EXERCISE: Copy the stretch from the start of the items through the line containing "[98, 315, 300, 448]", substituting "clouds reflected on the water" for "reflection of clouds in water" and leaving everything else unchanged.

=-=-=-=-=

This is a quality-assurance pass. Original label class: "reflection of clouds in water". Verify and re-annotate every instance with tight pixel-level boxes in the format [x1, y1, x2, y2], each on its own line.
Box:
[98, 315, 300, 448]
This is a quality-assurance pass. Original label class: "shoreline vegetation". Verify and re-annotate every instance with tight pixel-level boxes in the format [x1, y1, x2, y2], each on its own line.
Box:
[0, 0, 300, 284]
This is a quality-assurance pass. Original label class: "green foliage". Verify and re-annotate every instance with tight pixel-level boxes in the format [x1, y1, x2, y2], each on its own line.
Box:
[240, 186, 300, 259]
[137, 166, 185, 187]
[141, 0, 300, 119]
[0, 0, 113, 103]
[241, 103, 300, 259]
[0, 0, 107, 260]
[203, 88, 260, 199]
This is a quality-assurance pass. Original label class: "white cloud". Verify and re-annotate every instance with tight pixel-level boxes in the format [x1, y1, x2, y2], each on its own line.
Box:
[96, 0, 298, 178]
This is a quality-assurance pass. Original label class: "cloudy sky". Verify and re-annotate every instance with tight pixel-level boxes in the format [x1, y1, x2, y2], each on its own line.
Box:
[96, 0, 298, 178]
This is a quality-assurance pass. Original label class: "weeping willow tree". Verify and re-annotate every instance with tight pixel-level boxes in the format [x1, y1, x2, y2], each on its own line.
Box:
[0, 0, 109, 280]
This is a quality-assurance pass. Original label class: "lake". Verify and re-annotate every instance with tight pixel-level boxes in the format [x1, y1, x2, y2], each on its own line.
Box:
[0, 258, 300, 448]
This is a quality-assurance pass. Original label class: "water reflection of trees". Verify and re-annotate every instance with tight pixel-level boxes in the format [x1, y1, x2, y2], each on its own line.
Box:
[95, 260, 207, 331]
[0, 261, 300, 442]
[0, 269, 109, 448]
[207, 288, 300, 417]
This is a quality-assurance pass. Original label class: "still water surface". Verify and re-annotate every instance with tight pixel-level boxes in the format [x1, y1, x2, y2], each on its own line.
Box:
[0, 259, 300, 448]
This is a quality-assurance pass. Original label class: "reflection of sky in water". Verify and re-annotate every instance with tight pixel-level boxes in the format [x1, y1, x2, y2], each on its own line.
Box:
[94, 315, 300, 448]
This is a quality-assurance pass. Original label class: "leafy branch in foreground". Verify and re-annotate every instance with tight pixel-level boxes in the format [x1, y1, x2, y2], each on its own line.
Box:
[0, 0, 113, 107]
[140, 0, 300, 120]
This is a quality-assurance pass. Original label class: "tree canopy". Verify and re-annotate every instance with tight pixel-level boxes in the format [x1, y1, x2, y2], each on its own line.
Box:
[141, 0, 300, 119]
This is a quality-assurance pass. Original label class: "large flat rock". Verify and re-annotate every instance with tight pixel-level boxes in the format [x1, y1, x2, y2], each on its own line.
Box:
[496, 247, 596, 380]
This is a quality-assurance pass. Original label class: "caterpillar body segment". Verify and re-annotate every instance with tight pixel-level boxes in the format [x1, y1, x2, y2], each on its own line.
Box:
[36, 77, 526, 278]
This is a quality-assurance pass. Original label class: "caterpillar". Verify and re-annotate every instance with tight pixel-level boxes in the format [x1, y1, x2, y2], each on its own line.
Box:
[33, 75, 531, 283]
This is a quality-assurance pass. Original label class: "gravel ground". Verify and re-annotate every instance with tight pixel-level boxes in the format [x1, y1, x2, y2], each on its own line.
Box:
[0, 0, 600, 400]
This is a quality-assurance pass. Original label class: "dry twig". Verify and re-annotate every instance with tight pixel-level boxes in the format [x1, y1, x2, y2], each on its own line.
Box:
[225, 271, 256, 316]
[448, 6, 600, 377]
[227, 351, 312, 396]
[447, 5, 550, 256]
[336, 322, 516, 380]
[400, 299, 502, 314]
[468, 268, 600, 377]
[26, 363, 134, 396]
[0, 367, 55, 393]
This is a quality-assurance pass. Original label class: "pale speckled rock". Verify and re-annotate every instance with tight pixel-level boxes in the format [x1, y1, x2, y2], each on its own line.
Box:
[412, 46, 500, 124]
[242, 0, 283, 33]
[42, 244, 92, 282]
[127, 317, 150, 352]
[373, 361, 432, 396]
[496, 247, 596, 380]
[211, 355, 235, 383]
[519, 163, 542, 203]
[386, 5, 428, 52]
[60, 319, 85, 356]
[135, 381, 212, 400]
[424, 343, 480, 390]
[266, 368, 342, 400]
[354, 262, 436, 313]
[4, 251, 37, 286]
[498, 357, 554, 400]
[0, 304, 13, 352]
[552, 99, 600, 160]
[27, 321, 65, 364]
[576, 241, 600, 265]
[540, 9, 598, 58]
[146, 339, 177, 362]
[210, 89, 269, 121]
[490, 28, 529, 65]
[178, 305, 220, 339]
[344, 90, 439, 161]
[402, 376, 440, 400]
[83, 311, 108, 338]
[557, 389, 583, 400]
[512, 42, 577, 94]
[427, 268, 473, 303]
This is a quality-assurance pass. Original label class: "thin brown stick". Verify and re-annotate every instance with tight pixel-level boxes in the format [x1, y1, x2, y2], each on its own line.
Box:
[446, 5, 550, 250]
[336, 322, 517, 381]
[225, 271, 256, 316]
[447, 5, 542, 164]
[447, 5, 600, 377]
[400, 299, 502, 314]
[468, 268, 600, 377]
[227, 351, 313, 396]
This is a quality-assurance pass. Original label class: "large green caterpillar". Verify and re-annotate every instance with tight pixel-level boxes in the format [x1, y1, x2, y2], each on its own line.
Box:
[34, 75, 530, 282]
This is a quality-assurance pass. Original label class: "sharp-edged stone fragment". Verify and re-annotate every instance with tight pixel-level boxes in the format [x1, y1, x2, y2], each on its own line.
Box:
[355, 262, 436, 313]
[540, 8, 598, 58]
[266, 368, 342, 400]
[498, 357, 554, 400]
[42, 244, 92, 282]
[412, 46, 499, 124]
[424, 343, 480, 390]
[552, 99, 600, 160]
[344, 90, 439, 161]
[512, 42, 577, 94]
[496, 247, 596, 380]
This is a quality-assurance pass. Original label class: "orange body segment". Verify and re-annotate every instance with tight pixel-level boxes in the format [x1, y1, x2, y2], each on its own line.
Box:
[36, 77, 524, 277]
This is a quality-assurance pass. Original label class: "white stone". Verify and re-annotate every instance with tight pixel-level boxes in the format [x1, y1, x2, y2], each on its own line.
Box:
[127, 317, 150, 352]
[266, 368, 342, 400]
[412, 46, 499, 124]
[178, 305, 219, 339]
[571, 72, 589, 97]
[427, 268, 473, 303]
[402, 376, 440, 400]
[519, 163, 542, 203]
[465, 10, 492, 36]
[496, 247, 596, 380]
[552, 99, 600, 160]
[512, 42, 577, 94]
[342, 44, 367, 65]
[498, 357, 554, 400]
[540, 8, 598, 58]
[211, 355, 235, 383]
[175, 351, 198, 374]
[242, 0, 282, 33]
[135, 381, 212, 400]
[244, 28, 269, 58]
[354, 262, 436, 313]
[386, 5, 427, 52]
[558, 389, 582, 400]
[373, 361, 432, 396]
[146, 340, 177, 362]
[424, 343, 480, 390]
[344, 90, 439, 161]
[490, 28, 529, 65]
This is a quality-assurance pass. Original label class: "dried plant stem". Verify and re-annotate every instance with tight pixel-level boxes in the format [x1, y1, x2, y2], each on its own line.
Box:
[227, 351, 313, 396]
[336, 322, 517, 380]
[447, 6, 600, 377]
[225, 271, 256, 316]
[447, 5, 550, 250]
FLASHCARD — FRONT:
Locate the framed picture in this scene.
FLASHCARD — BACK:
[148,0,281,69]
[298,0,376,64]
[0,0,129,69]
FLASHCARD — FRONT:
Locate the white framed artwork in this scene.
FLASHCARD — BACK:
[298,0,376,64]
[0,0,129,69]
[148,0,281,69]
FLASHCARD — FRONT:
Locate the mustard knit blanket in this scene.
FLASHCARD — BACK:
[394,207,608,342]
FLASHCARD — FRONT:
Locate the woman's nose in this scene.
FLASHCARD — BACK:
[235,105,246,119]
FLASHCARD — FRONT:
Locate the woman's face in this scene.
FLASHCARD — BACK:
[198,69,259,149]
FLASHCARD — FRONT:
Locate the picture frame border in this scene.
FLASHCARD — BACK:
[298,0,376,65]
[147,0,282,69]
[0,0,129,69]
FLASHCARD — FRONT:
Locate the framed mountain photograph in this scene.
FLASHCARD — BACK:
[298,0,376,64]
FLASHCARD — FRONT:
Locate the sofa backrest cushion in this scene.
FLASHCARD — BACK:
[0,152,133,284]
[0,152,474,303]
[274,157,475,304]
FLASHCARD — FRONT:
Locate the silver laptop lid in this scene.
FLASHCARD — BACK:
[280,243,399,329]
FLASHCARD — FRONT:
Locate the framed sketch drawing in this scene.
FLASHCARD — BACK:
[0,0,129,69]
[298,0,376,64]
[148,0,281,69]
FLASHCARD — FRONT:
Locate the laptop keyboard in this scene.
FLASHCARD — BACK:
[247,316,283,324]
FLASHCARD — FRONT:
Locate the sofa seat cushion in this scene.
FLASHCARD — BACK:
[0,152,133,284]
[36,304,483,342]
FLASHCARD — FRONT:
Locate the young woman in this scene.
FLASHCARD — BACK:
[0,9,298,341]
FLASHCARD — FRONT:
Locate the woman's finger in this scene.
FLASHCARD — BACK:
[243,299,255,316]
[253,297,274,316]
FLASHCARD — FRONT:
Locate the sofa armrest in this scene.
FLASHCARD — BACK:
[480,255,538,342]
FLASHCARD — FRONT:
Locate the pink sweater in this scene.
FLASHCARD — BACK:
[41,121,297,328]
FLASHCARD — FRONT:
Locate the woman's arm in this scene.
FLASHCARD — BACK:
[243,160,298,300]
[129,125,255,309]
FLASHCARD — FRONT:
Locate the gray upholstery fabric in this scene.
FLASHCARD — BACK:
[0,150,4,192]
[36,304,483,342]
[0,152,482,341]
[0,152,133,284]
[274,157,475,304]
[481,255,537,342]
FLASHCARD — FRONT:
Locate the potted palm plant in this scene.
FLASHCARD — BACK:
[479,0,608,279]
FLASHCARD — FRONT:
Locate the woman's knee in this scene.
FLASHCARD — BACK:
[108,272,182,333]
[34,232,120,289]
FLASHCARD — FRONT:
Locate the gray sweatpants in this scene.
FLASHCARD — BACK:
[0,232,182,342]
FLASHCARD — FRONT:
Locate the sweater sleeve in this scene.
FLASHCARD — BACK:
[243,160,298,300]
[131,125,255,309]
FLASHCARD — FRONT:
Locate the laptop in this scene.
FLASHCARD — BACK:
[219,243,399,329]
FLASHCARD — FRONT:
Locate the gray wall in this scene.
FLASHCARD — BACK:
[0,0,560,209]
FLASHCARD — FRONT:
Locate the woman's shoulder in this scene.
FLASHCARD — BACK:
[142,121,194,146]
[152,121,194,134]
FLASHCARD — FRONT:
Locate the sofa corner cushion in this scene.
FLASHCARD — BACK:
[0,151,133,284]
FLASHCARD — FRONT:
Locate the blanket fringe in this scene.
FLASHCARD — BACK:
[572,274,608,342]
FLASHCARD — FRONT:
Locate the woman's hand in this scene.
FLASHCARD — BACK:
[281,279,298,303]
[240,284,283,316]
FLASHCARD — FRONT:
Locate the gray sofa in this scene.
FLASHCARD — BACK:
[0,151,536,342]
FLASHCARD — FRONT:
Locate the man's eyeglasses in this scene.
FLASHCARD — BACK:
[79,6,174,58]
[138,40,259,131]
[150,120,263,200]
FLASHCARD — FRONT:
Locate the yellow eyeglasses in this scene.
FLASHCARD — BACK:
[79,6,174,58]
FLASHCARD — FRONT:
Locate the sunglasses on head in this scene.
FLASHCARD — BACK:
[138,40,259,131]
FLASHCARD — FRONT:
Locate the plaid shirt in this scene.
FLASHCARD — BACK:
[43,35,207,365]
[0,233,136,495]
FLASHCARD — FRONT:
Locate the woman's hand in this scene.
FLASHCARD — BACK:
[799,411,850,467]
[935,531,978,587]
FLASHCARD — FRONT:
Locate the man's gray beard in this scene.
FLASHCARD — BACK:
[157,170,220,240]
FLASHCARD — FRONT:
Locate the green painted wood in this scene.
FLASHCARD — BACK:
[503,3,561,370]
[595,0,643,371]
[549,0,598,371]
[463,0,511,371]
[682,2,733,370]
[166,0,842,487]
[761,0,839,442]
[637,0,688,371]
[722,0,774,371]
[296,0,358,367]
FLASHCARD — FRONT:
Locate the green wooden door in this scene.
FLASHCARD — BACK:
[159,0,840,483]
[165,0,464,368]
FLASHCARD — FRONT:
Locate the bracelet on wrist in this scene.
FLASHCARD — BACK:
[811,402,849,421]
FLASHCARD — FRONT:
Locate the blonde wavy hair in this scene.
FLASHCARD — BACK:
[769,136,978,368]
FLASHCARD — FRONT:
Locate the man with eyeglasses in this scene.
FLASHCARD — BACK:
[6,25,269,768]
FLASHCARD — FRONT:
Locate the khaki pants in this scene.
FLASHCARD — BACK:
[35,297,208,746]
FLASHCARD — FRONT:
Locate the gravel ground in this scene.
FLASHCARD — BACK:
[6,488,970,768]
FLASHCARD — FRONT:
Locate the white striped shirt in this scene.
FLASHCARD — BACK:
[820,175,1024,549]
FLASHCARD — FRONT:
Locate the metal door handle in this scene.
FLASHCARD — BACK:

=-=-=-=-=

OUTPUT OF THE EXERCISE:
This is a quality-assurance pass. Original label class: "clouds reflected on the water". Verify and re-annotate every instance with tight pixel-level boxes in the format [x1, y1, x2, y2], each on its own line.
Box:
[98, 315, 300, 448]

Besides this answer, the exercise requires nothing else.